#### [Directions]
In the copy, include every entry exactly but none of its images.

#### [Extracted material]
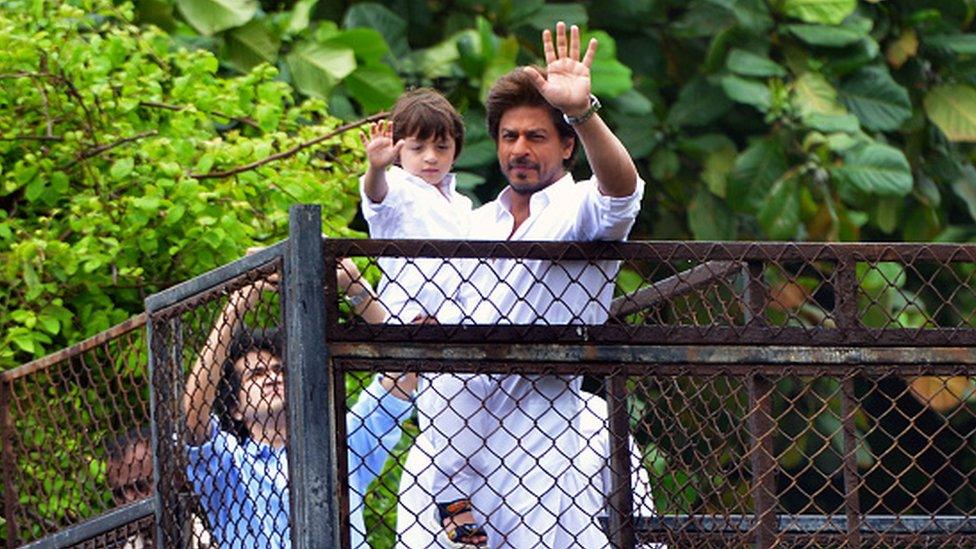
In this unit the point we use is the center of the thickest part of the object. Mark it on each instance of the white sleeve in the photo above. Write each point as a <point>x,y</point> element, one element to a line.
<point>603,217</point>
<point>384,218</point>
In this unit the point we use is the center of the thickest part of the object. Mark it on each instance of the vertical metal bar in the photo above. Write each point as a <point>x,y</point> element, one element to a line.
<point>342,458</point>
<point>845,314</point>
<point>621,511</point>
<point>154,371</point>
<point>311,449</point>
<point>9,464</point>
<point>761,424</point>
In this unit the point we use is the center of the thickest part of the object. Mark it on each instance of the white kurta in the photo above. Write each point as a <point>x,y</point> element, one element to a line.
<point>415,209</point>
<point>417,525</point>
<point>511,440</point>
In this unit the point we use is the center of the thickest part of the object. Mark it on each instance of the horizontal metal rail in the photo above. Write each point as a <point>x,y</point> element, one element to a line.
<point>199,284</point>
<point>100,525</point>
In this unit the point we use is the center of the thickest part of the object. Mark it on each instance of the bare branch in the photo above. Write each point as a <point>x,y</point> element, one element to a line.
<point>290,152</point>
<point>85,155</point>
<point>247,120</point>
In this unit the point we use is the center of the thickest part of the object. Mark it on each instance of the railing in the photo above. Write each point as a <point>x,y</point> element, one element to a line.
<point>760,393</point>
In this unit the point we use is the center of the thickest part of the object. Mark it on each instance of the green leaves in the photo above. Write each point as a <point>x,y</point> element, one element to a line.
<point>952,108</point>
<point>876,99</point>
<point>317,68</point>
<point>876,169</point>
<point>212,16</point>
<point>827,12</point>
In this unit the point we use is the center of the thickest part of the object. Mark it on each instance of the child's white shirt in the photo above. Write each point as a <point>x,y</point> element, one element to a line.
<point>415,209</point>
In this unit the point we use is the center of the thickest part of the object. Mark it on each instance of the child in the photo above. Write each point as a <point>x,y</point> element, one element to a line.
<point>417,199</point>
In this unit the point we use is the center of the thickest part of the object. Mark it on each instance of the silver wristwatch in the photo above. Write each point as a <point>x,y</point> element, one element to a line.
<point>574,120</point>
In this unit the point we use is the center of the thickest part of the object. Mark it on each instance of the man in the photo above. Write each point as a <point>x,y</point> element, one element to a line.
<point>514,438</point>
<point>234,404</point>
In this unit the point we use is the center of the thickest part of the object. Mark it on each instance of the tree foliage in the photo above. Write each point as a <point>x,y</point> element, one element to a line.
<point>110,142</point>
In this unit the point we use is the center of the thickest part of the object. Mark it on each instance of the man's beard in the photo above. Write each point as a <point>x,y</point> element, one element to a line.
<point>527,189</point>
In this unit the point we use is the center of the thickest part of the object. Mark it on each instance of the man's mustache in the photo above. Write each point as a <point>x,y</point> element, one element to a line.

#### [Solution to this exercise]
In this unit the point we use is the center of the thickest part of the object. Mark it on each instance of the white sleeve in the photo above. Write each point as a <point>x,y</point> element, one element to a line.
<point>603,217</point>
<point>384,218</point>
In this unit the point we use is the center of the thickest part of the object. Mark it on each instance of the vertical metal bar in the photo above. Write each point as a <point>x,y</point> element, one element to a line.
<point>342,458</point>
<point>845,314</point>
<point>621,511</point>
<point>154,371</point>
<point>311,449</point>
<point>9,464</point>
<point>761,424</point>
In this unit the point we use is the center of the thickest part of the object. Mark it on each instance of the white kurta in the photo above. Write each point as a <point>x,y</point> element, one element to a line.
<point>415,209</point>
<point>417,525</point>
<point>511,440</point>
In this unit the point we use is the center of the thickest part of the object. Mark it on each instance of the horizontal metal rail in the photo above. Write each point as a <point>x,y</point> element, one element to a line.
<point>199,284</point>
<point>100,525</point>
In this unit the point we use is the center of the thickest part of the object. Mark it on each instance of the bare branch in the photo above. Write each point as a <point>x,y</point> element, one element to a line.
<point>290,152</point>
<point>85,155</point>
<point>247,120</point>
In this unit the point we use is the center of the thickest part of the object. Mark it on each instance of the railing in the photo above. Write each point as a <point>x,y</point> element, one element to a line.
<point>760,393</point>
In this unit the point we use is the center of the thickest part of the object. Mark it on each instance of the green leaves in the photo above. Write each point as a <point>x,y</point> element, one element to a line.
<point>952,108</point>
<point>876,99</point>
<point>317,68</point>
<point>876,169</point>
<point>212,16</point>
<point>827,12</point>
In this unit the point we use is the center of the thickest part of the object. Mark it on each instance of the child's white shirt in the photo above. Write each point as a <point>x,y</point> element, one element to a line.
<point>415,209</point>
In this unit the point we use is the center of the thickest part of the object. Mark it on each instance of the child in the photo above. Write each point as a <point>x,y</point> element, one element to a line.
<point>417,199</point>
In this unit the point we use is the center of the thickest part of the object. Mark it on each instance of the silver wristwatch in the photo above. Write each point as a <point>x,y</point> element, one element to a line.
<point>574,120</point>
In this unit the point we use is the center of the thickest part of the object. Mark it on each instance of the man in the photo above. Write each point as a <point>x,y</point> element, one element to a line.
<point>514,438</point>
<point>234,404</point>
In this unit the point we use is the center of the thickest part of the object. Mark it on each instance of the tree foliage in the photo above. Write each point as a <point>x,y</point> element, one element to a line.
<point>110,142</point>
In this unit the point we use is the center of the thickest part of the object. Mark it on each instance of the man's beard in the photo above. Write each point as a <point>x,y</point> element, one element to a line.
<point>527,189</point>
In this unit the point we use is the center of the thickest part of the object. Mark it on each instance of the man's mustache in the photo above. Write each point as a <point>x,y</point> element, one element to a line.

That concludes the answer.